- [What is required] Please find every line below that contains the string "glove", treating uppercase and lowercase as different, and copy each of those lines.

A run of records:
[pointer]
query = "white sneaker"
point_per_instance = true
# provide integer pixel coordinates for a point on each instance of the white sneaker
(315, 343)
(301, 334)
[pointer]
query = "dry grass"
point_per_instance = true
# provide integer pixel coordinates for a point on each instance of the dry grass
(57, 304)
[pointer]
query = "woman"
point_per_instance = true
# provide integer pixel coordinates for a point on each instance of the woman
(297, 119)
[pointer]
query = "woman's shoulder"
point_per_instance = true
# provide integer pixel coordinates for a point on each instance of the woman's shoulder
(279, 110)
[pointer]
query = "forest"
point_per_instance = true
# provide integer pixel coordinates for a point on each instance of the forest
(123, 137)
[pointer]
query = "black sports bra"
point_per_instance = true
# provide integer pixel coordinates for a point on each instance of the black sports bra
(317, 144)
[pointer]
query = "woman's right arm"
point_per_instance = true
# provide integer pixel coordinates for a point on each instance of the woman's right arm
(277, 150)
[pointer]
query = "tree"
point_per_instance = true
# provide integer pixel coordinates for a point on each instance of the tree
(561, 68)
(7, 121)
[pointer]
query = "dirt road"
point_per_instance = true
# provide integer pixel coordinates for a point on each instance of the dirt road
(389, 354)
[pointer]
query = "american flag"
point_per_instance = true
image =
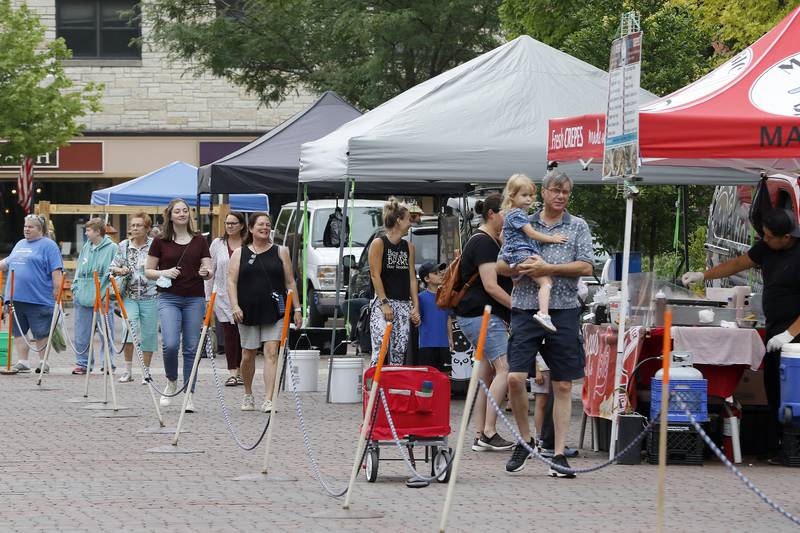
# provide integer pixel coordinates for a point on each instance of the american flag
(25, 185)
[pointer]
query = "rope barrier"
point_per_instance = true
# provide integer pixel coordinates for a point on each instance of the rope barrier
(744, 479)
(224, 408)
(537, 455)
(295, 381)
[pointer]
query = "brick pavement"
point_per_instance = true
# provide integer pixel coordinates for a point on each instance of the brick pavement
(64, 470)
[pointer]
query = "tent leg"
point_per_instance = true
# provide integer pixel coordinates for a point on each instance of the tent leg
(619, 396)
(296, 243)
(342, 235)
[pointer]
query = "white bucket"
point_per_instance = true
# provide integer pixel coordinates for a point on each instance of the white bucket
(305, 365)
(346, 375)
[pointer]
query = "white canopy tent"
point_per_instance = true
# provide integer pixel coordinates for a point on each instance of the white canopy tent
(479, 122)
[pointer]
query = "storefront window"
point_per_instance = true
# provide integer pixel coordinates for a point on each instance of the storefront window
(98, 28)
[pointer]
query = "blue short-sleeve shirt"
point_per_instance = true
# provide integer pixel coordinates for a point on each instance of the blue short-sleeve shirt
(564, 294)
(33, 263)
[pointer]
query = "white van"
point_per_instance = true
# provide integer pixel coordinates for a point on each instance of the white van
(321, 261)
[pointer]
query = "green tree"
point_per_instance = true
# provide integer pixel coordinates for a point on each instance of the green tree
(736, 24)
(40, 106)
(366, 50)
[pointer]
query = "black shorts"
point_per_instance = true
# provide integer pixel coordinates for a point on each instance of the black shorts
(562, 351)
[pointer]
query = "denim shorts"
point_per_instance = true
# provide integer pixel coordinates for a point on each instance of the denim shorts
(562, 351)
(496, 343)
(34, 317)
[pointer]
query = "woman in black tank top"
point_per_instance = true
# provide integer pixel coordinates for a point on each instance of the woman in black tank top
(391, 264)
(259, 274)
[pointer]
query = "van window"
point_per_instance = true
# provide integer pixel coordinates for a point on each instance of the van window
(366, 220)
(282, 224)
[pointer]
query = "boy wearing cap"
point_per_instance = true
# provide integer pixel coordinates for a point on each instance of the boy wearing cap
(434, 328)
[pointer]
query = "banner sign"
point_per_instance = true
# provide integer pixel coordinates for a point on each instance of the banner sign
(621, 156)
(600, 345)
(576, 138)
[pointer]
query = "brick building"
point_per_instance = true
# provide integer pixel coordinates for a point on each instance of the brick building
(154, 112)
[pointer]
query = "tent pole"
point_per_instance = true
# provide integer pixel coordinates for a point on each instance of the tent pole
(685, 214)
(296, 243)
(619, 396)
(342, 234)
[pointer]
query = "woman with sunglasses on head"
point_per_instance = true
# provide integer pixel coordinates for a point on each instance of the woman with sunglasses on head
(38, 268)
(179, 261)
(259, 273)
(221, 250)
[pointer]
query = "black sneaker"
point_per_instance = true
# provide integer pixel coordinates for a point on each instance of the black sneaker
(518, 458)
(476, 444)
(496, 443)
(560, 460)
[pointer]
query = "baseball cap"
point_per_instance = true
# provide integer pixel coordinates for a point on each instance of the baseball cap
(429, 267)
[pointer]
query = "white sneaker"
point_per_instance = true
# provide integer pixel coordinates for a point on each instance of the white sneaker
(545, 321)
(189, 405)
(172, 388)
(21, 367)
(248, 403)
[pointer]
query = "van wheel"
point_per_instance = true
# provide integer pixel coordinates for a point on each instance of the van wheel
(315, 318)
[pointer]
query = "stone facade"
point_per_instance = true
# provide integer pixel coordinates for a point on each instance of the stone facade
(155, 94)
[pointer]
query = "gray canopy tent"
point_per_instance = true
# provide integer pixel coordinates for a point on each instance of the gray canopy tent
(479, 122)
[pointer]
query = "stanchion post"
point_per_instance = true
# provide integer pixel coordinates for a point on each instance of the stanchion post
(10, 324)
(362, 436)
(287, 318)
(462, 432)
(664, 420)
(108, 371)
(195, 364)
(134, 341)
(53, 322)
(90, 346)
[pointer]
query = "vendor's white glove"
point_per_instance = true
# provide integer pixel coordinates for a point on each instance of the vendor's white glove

---

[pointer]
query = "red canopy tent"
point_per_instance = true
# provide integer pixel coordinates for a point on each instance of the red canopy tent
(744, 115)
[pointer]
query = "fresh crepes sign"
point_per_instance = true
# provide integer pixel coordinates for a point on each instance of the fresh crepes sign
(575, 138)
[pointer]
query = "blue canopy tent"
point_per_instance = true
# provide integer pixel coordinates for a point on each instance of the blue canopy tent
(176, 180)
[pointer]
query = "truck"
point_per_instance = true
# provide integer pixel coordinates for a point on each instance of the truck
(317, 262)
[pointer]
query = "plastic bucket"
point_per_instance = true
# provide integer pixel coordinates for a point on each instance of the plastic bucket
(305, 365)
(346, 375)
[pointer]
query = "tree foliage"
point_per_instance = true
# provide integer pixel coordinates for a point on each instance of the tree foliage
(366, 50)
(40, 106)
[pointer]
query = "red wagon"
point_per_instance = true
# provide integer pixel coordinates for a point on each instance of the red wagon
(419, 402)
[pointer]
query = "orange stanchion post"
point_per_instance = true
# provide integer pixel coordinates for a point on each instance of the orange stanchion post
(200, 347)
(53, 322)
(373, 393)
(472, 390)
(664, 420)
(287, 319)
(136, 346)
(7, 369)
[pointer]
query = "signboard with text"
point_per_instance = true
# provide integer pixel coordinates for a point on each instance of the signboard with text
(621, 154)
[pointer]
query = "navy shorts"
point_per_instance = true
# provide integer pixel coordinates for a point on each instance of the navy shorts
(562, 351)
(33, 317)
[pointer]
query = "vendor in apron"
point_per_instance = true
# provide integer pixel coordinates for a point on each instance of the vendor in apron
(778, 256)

- [Answer for this exercise]
query = "vendor's white glove"
# provide integer pixel coordinates for a point on each instance of the vendor's white glove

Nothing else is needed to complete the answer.